> [YOUR INSTRUCTIONS]: Lines before the one containing "Place a marker on the blurred ceramic" are left out; that line and every line after it, through the end of the records, are to be reproduced exactly.

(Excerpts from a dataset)
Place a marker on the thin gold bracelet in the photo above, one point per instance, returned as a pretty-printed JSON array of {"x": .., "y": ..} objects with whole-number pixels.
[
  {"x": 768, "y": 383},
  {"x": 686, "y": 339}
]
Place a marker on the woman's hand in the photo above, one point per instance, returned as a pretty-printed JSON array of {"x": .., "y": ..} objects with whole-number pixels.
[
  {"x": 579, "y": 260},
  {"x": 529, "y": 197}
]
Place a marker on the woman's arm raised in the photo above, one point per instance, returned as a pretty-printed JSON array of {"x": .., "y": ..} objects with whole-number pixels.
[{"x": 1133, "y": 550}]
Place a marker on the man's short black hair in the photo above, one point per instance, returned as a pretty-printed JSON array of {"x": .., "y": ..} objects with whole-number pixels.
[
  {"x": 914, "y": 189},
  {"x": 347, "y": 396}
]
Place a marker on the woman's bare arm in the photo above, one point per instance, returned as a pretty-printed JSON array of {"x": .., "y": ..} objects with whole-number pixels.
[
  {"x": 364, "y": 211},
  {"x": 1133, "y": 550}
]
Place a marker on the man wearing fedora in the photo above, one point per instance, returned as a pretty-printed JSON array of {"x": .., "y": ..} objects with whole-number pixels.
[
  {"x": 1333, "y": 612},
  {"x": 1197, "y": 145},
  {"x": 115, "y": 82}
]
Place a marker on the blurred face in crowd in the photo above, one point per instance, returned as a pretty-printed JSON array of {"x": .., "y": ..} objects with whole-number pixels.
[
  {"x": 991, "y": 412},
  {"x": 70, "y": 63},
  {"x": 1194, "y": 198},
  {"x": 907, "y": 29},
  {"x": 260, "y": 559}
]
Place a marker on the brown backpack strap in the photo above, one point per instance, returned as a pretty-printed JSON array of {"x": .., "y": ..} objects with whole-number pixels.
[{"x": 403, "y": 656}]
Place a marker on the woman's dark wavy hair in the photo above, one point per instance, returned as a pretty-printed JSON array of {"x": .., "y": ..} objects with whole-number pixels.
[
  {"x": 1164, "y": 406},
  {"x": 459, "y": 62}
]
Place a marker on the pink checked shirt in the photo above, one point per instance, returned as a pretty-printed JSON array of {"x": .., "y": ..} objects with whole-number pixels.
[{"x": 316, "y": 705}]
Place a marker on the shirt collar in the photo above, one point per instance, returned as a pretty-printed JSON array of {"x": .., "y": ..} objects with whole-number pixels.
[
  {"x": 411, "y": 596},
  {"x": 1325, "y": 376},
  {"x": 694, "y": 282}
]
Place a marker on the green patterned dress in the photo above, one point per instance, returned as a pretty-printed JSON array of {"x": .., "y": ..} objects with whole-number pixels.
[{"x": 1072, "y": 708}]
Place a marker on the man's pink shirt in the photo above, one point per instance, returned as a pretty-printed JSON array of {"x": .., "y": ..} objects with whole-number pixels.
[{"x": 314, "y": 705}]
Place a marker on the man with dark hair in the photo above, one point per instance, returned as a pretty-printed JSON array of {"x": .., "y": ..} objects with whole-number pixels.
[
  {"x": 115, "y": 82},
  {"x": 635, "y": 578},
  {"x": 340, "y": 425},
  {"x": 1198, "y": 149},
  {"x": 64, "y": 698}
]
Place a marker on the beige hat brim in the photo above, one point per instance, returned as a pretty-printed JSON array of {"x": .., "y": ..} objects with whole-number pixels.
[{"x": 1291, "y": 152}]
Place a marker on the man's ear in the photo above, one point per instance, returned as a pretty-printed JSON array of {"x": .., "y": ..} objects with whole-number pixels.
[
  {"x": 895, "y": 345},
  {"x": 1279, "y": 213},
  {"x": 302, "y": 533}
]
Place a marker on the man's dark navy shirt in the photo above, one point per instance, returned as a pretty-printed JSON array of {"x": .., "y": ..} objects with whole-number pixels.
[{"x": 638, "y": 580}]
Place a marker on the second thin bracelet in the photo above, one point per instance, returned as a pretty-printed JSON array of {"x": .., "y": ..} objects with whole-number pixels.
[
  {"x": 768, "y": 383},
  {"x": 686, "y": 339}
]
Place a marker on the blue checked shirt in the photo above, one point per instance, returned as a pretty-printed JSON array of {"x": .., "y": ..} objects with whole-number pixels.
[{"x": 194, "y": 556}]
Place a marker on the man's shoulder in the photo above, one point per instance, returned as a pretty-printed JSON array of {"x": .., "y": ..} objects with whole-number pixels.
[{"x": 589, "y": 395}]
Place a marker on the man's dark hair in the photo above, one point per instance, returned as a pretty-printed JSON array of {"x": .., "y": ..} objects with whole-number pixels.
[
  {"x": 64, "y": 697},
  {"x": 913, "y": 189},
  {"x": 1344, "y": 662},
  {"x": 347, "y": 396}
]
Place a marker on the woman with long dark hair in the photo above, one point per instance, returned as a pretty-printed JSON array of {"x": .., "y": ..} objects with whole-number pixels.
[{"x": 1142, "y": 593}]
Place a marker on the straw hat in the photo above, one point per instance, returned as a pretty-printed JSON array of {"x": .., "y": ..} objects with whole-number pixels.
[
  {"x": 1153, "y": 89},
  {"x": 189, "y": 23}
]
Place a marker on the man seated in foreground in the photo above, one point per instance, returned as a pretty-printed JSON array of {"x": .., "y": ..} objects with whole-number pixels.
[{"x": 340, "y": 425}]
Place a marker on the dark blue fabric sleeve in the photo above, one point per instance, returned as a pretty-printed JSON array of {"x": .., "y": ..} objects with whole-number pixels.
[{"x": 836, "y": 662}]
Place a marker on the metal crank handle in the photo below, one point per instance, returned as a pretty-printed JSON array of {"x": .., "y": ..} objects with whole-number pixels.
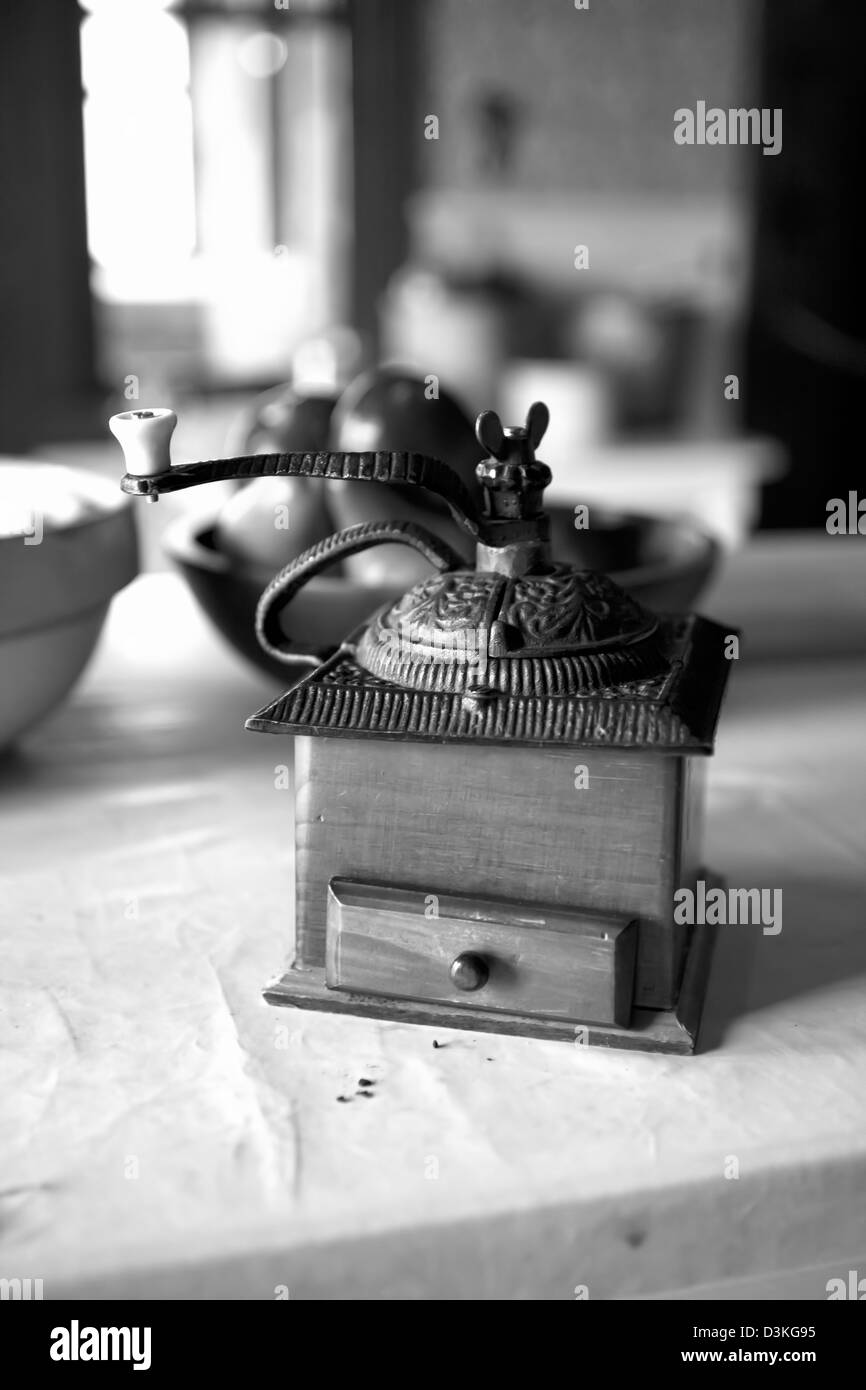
[{"x": 145, "y": 438}]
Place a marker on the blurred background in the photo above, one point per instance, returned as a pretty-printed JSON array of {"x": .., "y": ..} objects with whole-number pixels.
[
  {"x": 193, "y": 189},
  {"x": 232, "y": 207}
]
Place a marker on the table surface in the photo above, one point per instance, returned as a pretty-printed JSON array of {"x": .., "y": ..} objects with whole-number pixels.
[{"x": 164, "y": 1133}]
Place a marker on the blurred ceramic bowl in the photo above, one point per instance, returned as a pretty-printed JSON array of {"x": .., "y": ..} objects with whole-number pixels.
[
  {"x": 67, "y": 545},
  {"x": 663, "y": 563}
]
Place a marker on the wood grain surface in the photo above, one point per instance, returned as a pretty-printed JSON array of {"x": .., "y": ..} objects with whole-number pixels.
[
  {"x": 496, "y": 822},
  {"x": 402, "y": 944}
]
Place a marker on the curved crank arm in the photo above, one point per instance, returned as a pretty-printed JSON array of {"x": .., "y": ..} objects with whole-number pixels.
[
  {"x": 145, "y": 434},
  {"x": 285, "y": 585}
]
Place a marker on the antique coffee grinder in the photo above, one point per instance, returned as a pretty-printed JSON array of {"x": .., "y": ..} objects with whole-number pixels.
[{"x": 498, "y": 777}]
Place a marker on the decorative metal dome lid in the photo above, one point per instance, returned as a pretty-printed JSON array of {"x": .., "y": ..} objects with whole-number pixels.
[
  {"x": 560, "y": 631},
  {"x": 516, "y": 651}
]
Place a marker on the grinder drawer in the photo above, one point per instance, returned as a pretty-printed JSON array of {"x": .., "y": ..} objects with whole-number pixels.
[{"x": 480, "y": 952}]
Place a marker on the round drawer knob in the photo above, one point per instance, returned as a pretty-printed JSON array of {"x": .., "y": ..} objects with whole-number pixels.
[{"x": 469, "y": 972}]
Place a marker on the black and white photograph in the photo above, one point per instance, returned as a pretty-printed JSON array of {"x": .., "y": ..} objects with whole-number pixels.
[{"x": 433, "y": 672}]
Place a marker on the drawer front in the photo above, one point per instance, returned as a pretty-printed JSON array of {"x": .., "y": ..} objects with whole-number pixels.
[{"x": 480, "y": 952}]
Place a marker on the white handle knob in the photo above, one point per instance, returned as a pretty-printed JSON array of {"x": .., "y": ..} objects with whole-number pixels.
[{"x": 145, "y": 438}]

> [OUTPUT OF THE TASK]:
Place a marker on the blurred ceramic bowl in the photo above, one point per instance, returned as a pretty-printed JSON array of {"x": .., "y": ..} objects with whole-number pixels.
[
  {"x": 67, "y": 545},
  {"x": 663, "y": 563}
]
Place a marker on the wood grain surface in the photo above, one point per instance, returned as a pretty-printed JSON array of {"x": .., "y": ..} objects with whole-number pixels.
[
  {"x": 496, "y": 822},
  {"x": 402, "y": 944}
]
Place a marker on the curved crank arm in the photo above, one point per instance, returned as a pretty-printed JSON array of {"x": .., "y": ..} objects with whole-number pixels.
[
  {"x": 145, "y": 434},
  {"x": 285, "y": 585}
]
Place a marker on the antique coffee grinder in the photo above, one point per instance, returned as a pretty-printed JSON array of {"x": .., "y": ..} objects with whole-number pixels.
[{"x": 498, "y": 777}]
Place a marker on the decorative metal dome lid in the photo above, one point per instance, returned as a pretty-printed JSON array of {"x": .., "y": ..} objects with whole-number pixels.
[
  {"x": 560, "y": 631},
  {"x": 516, "y": 651}
]
Place a marker on the grinder drawer in the photo above, one point per instance, returned as a pretty-printed JSON array of {"x": .., "y": ..} objects with whole-number pixels.
[{"x": 480, "y": 952}]
Place a marker on the round drawer knob in the photo above, one point per instance, returned as a pretty-printed JSON array of {"x": .., "y": ..} objects with whole-number pixels.
[{"x": 469, "y": 972}]
Place a marker on the black and white photograph in the photo above, one point per instance, returned as a pretty-printed JSON array of {"x": .., "y": ..} objects with whole-number pixels.
[{"x": 433, "y": 672}]
Place a marker on the drawer front in the photo above, one point per instance, returned as a pretty-printed JSON array of {"x": .., "y": ..} objects with whole-number pixels.
[{"x": 480, "y": 952}]
Place a marker on the white handle knob in the photo above, one point per instance, returned as a pretty-printed JSON array of {"x": .., "y": ..} objects with whole-number pixels.
[{"x": 145, "y": 438}]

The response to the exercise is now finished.